## Passage to read
Over the last decade, renewable generators have experienced significant growth, while traditional fossil-fueled generators have seen their output decline, with many facilities opting to retire.  This national trend is evident in the four largest ISO/RTO markets that have substantial amounts of renewable, natural gas, and coal generation (ERCOT, MISO, PJM, and SPP), as the tables below show.[i]

Regional share of generation, 2010-2020

Three of these regions (ERCOT, MISO, and SPP) were subject to this year’s extreme winter storm on February 15-18.  In each region, record cold temperatures led to high power demand and also caused generator outages that greatly reduced available capacity and forced the grid operator into emergency load-shedding.  Despite difficult conditions, the dispatchable coal and gas generators were able to increase their collective share of electricity production by an average of 13 percent during the emergency when compared to their production a year earlier.  Renewable generation production dropped by nearly half in ERCOT and SPP during the grid emergency, largely due to a lack of wind generation availability.

Performance of generators before and during 2/15 – 2/18 grid emergency[ii]

Wind generation is not always available when power demand peaks, but it is possible to maintain dispatchable generators that can step in when needed.  Unfortunately, weak electricity prices have driven the recent retirement of a number of dispatchable generators in the very regions that were starved for power in February.[iii]

  • In ERCOT, 5,500 MW of coal capacity and 2,900 MW of natural gas generation have retired since 2016.   These total nearly 12 percent of the roughly 71,000 MW of coal and gas generation that remain online in ERCOT.
  • Over 10,000 MW of coal capacity has retired in MISO since 2016, along with nearly 6,000 MW of natural gas generating capacity, which is 12 percent of the coal and gas capacity that remains.

## Data extract
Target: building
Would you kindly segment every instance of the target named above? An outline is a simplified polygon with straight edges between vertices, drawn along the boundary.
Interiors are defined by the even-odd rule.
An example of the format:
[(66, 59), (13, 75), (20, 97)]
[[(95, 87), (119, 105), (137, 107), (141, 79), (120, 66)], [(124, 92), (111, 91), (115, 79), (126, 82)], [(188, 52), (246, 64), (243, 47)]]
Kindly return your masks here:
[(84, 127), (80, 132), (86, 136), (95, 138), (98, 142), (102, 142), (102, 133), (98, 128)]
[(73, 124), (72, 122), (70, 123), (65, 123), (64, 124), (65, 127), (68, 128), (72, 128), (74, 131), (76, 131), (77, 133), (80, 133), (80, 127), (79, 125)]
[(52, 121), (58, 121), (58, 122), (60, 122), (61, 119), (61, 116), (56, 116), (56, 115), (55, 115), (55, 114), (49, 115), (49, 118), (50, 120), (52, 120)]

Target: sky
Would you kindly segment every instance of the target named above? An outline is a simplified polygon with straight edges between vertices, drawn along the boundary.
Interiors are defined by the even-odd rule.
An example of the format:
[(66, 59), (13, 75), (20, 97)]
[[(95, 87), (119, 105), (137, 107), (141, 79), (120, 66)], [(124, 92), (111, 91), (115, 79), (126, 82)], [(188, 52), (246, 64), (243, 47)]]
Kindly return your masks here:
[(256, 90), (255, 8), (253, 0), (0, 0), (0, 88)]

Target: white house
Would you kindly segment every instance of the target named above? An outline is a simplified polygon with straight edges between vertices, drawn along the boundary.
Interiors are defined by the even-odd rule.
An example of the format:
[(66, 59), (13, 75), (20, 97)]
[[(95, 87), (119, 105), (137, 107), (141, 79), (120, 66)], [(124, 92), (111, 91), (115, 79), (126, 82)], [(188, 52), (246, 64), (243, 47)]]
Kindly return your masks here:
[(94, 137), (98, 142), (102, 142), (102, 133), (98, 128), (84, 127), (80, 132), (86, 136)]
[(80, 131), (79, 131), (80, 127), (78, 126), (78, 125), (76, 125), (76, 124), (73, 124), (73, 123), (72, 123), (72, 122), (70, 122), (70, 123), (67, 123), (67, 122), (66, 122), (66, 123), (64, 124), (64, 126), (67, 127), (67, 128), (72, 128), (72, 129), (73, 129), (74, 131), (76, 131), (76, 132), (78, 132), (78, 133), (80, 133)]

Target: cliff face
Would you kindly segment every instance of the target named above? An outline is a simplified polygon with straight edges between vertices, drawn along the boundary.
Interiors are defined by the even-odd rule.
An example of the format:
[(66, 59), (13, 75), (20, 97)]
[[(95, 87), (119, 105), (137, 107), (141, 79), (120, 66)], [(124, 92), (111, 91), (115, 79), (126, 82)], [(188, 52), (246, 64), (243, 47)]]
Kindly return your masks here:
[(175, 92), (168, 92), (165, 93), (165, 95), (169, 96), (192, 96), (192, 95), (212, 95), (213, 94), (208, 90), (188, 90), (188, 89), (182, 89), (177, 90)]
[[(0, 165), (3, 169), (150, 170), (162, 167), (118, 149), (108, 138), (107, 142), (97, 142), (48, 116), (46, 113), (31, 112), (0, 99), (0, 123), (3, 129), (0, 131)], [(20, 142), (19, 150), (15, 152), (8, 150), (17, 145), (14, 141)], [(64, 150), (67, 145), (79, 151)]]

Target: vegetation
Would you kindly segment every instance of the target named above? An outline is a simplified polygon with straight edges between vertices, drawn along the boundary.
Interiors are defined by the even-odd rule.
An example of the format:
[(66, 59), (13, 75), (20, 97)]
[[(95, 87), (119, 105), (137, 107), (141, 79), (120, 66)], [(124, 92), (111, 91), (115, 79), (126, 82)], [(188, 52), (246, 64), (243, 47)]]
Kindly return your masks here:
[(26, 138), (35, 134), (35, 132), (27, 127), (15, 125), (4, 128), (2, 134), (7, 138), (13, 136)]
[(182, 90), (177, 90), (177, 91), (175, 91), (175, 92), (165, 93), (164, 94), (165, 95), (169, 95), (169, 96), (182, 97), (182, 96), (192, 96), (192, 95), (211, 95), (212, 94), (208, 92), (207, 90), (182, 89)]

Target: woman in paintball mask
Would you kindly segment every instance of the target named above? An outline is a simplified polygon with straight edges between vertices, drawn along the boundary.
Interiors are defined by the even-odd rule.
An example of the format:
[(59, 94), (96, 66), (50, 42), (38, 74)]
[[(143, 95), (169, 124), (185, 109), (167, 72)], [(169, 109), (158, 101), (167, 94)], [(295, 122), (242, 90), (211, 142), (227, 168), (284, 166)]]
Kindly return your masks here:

## Problem set
1. In the passage on power generation, what was the main reason renewable production in ERCOT and SPP fell by nearly half during the grid emergency?
2. Restate the paragraph of the passage on power generation that opens "Three of these regions" as a short bulleted list, keeping its main facts.
3. Resume the passage on power generation, picking up directly after its final sentence.
The records are separate material, unrelated to the passage on power generation.

## Task answers
1. A lack of wind generation availability.

2.
- ERCOT, MISO, and SPP were hit by the extreme winter storm of February 15-18.
- In each region, record cold drove up power demand and caused generator outages. The outages sharply reduced available capacity and forced emergency load-shedding.
- Coal and gas generators raised their combined share of electricity production by an average of 13 percent compared with a year earlier.
- Renewable production in ERCOT and SPP dropped by nearly half, largely because wind generation was unavailable.

3.
  • In SPP, nearly 3,000 MW of coal and roughly 1,300 MW of natural gas capacity has retired since 2016, or nearly 8 percent of the coal and gas capacity that remains.

Energy market prices are increasingly unable to support dispatchable generation

Unlike dispatchable generators that must burn fuel to generate power, wind and solar power incur no additional cost to generate electricity when weather permits.  This allows them to offer power to the market at zero cost to ensure their output is consumed, but it also reduces market prices by displacing higher-cost resources that will no longer be setting the market price.  A literature survey conducted by the Lawrence Berkeley National Laboratory found that wind and solar generation reduces electricity prices by up to $12 per MWh depending on the amount of renewables on a system and other factors, and that the price reduction increases as more renewables are added.[iv]

Lower wholesale power prices arising from wind and solar power may sound like a good deal for electricity consumers but this isn’t necessarily the case.  The cost of renewables is primarily in building the facilities themselves and the associated infrastructure they require.  These costs don’t show up in market electricity prices but are paid by the utilities that contract to have the wind and solar built, and through state and federal subsidies for renewable energy.  Where these costs ultimately show up is in the electricity and tax bills of ratepayers.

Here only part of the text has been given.